RECORDS FOR THIS TASK:

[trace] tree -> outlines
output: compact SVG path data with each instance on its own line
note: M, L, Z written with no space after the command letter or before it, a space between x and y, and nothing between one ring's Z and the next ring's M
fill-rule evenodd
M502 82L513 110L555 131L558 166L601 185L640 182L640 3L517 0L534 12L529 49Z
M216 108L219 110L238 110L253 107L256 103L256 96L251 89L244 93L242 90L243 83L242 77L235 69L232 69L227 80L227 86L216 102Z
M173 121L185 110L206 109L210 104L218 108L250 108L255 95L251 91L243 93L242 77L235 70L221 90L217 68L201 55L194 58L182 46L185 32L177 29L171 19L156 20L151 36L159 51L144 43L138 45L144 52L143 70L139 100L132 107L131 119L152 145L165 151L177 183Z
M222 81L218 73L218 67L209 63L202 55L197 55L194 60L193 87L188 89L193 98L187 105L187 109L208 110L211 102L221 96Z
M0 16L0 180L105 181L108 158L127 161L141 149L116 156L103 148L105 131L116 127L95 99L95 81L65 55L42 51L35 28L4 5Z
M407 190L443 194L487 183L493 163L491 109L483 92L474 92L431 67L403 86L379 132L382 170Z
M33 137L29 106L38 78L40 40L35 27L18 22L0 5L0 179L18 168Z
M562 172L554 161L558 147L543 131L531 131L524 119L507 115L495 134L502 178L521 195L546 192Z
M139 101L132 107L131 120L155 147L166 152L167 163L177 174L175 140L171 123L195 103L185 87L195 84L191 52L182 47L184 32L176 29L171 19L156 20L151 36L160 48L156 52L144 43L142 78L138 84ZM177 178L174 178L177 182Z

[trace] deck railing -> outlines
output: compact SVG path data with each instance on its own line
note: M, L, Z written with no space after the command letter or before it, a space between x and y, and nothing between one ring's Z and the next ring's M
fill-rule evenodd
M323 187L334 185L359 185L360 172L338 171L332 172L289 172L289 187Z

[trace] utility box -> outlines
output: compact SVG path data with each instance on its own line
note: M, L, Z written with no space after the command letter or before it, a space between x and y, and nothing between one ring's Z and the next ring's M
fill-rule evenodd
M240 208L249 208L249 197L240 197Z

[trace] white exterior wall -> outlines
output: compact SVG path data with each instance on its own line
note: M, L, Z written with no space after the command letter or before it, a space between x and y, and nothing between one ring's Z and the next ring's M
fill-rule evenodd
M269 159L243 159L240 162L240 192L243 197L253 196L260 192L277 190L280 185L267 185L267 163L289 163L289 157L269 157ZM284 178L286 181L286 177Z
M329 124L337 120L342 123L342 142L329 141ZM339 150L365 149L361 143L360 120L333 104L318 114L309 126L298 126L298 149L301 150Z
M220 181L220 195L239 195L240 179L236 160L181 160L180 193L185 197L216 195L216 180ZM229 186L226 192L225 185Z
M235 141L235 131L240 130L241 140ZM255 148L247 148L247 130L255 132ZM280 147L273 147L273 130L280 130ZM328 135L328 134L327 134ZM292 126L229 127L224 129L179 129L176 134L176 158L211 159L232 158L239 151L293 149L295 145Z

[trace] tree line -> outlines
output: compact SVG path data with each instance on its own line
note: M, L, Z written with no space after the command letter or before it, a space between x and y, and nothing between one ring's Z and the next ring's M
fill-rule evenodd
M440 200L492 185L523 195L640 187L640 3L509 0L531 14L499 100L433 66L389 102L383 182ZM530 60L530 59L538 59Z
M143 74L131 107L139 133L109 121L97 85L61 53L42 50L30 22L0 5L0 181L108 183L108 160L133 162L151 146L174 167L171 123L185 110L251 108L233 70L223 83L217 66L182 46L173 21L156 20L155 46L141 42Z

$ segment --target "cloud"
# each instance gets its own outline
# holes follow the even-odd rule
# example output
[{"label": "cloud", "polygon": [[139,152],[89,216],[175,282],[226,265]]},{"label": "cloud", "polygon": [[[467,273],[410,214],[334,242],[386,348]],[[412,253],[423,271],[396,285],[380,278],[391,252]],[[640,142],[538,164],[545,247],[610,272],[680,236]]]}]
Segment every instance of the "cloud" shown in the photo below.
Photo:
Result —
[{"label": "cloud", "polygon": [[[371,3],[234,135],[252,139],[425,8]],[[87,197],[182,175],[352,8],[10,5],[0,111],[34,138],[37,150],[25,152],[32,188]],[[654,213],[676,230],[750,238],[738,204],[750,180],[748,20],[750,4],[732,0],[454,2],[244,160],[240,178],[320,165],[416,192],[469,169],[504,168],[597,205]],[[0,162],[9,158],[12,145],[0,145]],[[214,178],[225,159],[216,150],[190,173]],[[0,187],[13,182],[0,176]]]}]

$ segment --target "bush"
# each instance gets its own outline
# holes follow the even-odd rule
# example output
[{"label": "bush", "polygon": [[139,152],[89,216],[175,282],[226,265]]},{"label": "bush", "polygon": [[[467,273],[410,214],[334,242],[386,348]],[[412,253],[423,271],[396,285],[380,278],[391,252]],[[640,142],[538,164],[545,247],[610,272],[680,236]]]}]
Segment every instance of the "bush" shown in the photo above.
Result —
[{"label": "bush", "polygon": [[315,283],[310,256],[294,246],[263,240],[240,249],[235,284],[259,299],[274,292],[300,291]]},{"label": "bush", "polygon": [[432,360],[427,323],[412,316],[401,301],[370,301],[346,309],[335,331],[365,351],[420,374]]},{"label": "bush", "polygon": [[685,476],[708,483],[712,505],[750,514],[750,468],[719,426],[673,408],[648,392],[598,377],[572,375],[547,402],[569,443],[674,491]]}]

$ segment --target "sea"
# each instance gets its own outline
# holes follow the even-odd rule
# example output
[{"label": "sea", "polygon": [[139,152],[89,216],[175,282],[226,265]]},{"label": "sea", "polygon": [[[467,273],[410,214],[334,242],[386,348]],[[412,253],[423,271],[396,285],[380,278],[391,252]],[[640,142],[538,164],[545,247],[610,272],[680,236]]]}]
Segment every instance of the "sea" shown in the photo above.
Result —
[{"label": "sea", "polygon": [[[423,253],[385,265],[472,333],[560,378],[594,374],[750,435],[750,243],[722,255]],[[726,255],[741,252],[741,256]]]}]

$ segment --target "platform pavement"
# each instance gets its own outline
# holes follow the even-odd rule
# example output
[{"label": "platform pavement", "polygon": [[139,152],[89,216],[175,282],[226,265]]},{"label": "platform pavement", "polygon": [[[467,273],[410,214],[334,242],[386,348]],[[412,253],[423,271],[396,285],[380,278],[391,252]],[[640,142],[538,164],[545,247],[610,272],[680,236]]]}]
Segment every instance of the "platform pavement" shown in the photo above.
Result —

EXERCISE DIRECTIONS: Each line of the data must come back exactly as written.

WRITTEN ANSWER:
[trace] tree -> outlines
output: compact SVG path data with each instance on its own line
note: M, L, Z written with no space after the command letter or before it, a space between x and y, and nothing between one ring's Z and the next ring's M
fill-rule evenodd
M502 82L513 110L555 131L558 166L601 185L640 182L640 3L517 0L534 12L529 49Z
M216 108L219 110L238 110L253 107L256 103L256 96L251 89L244 93L242 90L243 83L242 77L235 69L232 69L227 80L227 86L216 102Z
M173 121L185 110L206 109L210 104L218 108L250 108L255 95L251 91L243 93L242 77L235 70L221 90L217 68L201 55L194 58L182 46L185 32L177 29L171 19L156 20L151 36L159 51L144 43L138 45L144 52L143 70L139 100L132 107L131 119L152 145L165 151L177 183Z
M222 81L218 73L218 67L209 63L202 55L197 55L194 60L193 87L188 89L193 98L187 105L187 109L208 110L211 102L221 96Z
M0 16L0 180L105 181L108 158L127 161L141 149L116 156L103 148L105 131L116 127L95 99L95 81L65 55L42 51L35 28L4 5Z
M407 190L443 194L487 183L493 163L491 109L483 92L474 92L431 67L403 86L379 132L382 170Z
M33 137L29 106L38 78L40 40L35 27L18 22L0 5L0 179L18 168Z
M562 172L554 161L558 147L543 131L531 131L524 119L507 115L495 134L502 178L521 195L546 192Z
M139 101L132 107L131 120L155 147L166 152L167 163L177 174L175 140L171 123L195 103L185 87L195 84L191 52L182 47L184 32L176 29L171 19L156 20L151 36L160 48L156 52L144 43L142 78L138 84ZM177 178L174 178L177 182Z

[trace] deck railing -> outlines
output: compact SVG path data with each instance on its own line
note: M, L, Z written with no space after the command letter or before it, a space between x and y, and nothing between one ring's Z and the next ring's M
fill-rule evenodd
M323 187L334 185L359 185L360 172L338 171L332 172L289 172L289 187Z

[trace] utility box -> outlines
output: compact SVG path data with each instance on its own line
note: M, L, Z written with no space after the command letter or before it, a space between x and y, and nothing between one ring's Z and the next ring's M
fill-rule evenodd
M240 208L249 208L249 197L240 197Z

[trace] white exterior wall -> outlines
output: compact SVG path data with each instance on its own line
note: M, L, Z written with no space after the command letter or before it, a space between x and y, and nothing between one ring's Z and the next ring's M
fill-rule evenodd
M269 159L243 159L240 162L240 192L243 197L253 196L260 192L277 190L280 185L267 185L267 163L289 163L289 157L269 157ZM284 178L286 181L286 177Z
M329 124L337 120L342 123L342 142L329 141ZM339 150L365 149L361 143L360 120L333 104L318 114L309 126L298 126L298 149L301 150Z
M220 181L220 195L239 195L240 179L236 160L181 160L180 193L185 197L216 195L216 180ZM229 186L226 192L225 185Z
M235 141L235 131L240 130L241 140ZM255 148L247 148L247 130L255 132ZM280 147L273 147L273 130L280 130ZM328 135L328 134L327 134ZM292 126L229 127L224 129L179 129L176 134L176 158L211 159L232 158L239 151L293 149L295 145Z

[trace] tree line -> outlines
output: compact SVG path data with each instance on its own line
note: M, L, Z written with no space after the command letter or before it, a space between x and y, and nothing between one ring's Z and the next ring's M
fill-rule evenodd
M440 200L492 185L523 195L640 187L640 3L509 0L531 14L499 100L433 66L389 102L383 182ZM530 60L530 59L538 59Z
M143 74L131 107L139 133L109 121L97 85L61 53L42 50L30 22L0 5L0 181L108 183L108 160L133 162L151 146L174 167L171 123L185 110L251 108L233 70L223 83L217 66L182 46L173 21L156 20L155 46L141 42Z

$ segment --target "cloud"
# each instance gets its own outline
# holes follow the even-odd rule
# example output
[{"label": "cloud", "polygon": [[139,152],[89,216],[175,282],[226,265]]},{"label": "cloud", "polygon": [[[467,273],[410,214],[334,242],[386,348]],[[412,253],[423,271],[396,285],[380,278],[391,252]],[[640,142],[538,164],[545,247],[610,272],[680,236]]]}]
Segment every instance of the "cloud" shown in the photo below.
Photo:
Result —
[{"label": "cloud", "polygon": [[[371,3],[234,135],[252,139],[425,8]],[[87,197],[182,175],[352,8],[10,5],[0,111],[34,138],[37,150],[25,152],[32,188]],[[654,213],[676,230],[750,238],[738,204],[750,180],[748,20],[750,4],[732,0],[454,2],[244,160],[240,178],[320,165],[416,192],[469,169],[504,168],[597,205]],[[0,162],[9,158],[12,145],[0,145]],[[214,178],[225,159],[216,150],[190,173]],[[0,187],[13,182],[0,176]]]}]

$ segment --target "bush"
# each instance gets its own outline
# holes follow the even-odd rule
# example output
[{"label": "bush", "polygon": [[139,152],[89,216],[175,282],[226,265]]},{"label": "bush", "polygon": [[[467,273],[410,214],[334,242],[386,348]],[[412,253],[423,271],[396,285],[380,278],[391,252]],[[640,142],[538,164],[545,247],[610,272],[680,236]]]}]
Segment every instance of the "bush" shown in the photo above.
Result —
[{"label": "bush", "polygon": [[315,283],[310,256],[294,246],[263,240],[240,249],[235,284],[259,299],[274,292],[300,291]]},{"label": "bush", "polygon": [[432,360],[427,323],[412,316],[401,301],[370,301],[346,309],[335,331],[365,351],[420,374]]},{"label": "bush", "polygon": [[685,476],[708,483],[712,505],[750,514],[750,468],[719,426],[673,408],[648,392],[598,377],[572,375],[547,402],[569,443],[674,491]]}]

$ segment --target "sea"
# each instance gets its own outline
# holes follow the even-odd rule
# example output
[{"label": "sea", "polygon": [[139,152],[89,216],[175,282],[226,265]]},{"label": "sea", "polygon": [[[467,273],[410,214],[334,242],[386,348]],[[412,253],[423,271],[396,285],[380,278],[391,252]],[[640,142],[538,164],[545,247],[610,272],[680,236]]]}]
Segment every instance of the "sea" shown in the photo above.
Result —
[{"label": "sea", "polygon": [[[423,253],[385,265],[472,333],[560,378],[594,374],[750,435],[750,243],[722,255]],[[726,255],[741,252],[741,256]]]}]

$ segment --target "platform pavement"
# each instance gets its own outline
# holes follow the even-odd rule
# example output
[{"label": "platform pavement", "polygon": [[139,152],[89,216],[175,282],[226,265]]},{"label": "platform pavement", "polygon": [[[467,273],[410,214],[334,242],[386,348]],[[412,253],[423,271],[396,285],[380,278],[391,252]],[[640,142],[538,164],[545,247],[610,272],[680,236]]]}]
Segment every instance of the "platform pavement" shown in the photo above.
Result —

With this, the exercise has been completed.